§ **What you should do**
The response must contain every line from the records below that has "blue".

Collected data:
>>>
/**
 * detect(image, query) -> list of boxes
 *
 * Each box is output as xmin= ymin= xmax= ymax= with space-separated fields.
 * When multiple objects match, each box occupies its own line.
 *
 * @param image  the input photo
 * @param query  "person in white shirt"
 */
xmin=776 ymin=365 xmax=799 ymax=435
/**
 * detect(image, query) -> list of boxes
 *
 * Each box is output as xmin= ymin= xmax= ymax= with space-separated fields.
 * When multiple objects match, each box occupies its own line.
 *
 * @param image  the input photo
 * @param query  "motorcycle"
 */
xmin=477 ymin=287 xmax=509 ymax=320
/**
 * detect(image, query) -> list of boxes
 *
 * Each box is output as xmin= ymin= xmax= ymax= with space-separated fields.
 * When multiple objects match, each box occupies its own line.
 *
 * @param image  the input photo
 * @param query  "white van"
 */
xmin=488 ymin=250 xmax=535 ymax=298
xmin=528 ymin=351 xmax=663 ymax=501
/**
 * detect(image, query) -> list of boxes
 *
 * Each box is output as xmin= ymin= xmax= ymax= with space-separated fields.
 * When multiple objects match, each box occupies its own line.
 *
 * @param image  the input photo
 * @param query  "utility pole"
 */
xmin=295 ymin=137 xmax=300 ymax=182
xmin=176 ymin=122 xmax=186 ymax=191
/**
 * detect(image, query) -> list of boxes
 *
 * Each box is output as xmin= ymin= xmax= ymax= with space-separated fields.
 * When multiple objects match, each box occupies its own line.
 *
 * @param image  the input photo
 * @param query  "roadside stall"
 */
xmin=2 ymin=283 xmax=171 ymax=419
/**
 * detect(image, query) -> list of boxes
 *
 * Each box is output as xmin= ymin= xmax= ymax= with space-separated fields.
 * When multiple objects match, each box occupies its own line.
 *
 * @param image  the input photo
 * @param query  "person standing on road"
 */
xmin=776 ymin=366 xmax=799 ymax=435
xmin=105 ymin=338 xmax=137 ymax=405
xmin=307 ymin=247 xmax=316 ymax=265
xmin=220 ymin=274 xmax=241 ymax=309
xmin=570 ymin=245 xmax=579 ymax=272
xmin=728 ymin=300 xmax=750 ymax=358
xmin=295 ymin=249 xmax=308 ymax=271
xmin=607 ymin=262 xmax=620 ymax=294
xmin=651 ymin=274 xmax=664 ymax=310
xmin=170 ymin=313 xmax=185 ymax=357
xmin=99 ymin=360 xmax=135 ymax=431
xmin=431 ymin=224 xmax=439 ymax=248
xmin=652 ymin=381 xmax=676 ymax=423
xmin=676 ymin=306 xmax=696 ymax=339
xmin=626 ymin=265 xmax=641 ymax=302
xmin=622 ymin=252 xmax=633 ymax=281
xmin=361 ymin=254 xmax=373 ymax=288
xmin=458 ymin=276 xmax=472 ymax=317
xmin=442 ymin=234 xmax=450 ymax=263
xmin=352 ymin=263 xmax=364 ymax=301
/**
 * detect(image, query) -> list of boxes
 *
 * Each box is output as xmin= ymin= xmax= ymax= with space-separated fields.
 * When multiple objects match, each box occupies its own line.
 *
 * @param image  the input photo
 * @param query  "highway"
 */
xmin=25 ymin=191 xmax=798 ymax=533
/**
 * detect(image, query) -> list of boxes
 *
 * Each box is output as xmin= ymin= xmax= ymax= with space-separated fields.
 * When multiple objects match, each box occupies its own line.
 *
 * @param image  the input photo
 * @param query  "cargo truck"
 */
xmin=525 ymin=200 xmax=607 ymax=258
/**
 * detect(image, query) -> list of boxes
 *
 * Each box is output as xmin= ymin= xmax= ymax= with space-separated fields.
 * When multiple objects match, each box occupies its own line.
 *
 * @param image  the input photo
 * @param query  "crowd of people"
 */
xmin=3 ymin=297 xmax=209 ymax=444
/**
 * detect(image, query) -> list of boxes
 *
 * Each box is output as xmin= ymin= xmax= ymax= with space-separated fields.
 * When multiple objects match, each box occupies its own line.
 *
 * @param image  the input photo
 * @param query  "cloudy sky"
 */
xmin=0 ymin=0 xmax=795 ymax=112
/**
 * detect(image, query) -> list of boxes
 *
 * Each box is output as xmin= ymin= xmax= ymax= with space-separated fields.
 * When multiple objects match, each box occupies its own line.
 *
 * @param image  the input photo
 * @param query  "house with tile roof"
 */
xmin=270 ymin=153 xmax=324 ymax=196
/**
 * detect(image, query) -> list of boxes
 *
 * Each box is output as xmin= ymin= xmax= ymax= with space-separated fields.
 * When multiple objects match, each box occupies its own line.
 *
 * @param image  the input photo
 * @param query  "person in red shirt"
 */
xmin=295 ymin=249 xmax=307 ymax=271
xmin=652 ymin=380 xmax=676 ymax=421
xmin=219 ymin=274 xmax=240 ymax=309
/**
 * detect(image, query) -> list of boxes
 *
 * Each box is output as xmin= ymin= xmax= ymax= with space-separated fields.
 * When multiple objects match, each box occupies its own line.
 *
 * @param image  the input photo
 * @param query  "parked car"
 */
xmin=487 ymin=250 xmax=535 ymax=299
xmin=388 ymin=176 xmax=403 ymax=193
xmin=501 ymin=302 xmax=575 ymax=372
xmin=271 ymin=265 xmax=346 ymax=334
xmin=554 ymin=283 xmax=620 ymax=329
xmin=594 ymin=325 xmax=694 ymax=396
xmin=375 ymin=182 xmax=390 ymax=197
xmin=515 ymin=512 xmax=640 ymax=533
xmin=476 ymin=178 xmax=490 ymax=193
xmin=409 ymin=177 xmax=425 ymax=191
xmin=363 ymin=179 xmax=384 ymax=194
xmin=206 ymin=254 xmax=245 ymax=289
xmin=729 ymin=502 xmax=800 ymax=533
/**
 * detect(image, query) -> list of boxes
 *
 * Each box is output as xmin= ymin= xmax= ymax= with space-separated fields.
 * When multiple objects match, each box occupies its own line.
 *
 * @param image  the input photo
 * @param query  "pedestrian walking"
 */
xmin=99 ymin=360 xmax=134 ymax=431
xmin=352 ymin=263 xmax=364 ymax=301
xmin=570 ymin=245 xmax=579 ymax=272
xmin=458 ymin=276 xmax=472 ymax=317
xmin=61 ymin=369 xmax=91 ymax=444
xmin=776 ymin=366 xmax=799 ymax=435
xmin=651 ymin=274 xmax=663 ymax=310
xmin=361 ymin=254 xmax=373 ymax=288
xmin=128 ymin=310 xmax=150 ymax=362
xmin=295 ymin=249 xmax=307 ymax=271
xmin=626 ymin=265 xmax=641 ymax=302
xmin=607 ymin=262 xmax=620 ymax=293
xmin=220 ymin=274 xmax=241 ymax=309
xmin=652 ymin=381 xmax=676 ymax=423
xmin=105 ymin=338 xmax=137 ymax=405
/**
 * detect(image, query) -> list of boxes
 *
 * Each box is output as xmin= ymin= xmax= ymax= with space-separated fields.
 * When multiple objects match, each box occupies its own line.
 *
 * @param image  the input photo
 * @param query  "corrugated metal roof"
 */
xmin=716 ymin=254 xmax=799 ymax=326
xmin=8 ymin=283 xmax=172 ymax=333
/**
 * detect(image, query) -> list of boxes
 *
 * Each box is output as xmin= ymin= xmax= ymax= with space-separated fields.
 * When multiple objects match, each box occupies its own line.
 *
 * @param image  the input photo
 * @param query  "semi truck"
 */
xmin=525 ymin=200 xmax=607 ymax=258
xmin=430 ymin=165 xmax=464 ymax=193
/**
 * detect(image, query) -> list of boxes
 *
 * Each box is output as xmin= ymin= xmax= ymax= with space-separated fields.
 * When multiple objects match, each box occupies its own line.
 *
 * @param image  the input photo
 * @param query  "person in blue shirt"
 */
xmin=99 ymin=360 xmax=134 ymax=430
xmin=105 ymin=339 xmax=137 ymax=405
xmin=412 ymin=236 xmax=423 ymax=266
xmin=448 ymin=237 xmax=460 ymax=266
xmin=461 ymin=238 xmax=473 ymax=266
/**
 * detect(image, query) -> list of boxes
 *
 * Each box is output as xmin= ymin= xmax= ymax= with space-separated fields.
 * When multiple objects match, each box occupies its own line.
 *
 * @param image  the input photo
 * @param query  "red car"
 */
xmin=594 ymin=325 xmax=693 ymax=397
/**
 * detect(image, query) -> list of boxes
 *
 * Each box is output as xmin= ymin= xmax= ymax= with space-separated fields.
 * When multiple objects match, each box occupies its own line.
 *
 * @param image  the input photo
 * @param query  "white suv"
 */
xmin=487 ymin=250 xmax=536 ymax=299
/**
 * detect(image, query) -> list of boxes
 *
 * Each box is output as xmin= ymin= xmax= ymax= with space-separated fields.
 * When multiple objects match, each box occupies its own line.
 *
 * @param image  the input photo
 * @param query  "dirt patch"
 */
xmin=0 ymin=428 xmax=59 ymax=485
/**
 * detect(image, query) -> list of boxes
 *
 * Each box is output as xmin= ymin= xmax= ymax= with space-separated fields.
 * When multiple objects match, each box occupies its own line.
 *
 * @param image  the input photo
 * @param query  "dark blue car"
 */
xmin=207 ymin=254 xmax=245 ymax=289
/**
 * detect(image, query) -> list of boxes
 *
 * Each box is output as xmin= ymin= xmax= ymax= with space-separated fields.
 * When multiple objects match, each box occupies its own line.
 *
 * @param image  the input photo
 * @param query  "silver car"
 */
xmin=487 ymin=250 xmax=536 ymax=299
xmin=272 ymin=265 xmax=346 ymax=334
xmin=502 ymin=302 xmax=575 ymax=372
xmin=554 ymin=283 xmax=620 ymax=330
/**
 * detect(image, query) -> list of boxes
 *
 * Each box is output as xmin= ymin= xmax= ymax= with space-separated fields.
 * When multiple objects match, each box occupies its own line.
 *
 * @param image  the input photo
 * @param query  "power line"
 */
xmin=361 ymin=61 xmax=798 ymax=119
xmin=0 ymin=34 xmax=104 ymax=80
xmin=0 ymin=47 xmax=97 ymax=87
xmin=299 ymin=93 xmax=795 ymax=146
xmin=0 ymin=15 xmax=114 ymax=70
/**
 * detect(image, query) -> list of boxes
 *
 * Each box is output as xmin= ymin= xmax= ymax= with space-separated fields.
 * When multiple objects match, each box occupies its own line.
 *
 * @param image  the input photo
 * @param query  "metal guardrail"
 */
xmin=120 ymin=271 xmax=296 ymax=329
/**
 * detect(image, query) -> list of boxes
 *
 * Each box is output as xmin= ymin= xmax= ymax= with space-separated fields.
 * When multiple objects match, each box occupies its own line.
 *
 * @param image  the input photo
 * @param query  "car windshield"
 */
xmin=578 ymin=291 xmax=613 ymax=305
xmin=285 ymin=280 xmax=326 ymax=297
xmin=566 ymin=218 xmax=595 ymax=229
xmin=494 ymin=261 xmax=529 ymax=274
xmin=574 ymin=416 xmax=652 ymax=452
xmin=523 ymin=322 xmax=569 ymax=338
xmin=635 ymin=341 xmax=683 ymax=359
<<<
§ **Result below**
 * @param query  "person in blue shirt"
 * @param query  "dark blue car"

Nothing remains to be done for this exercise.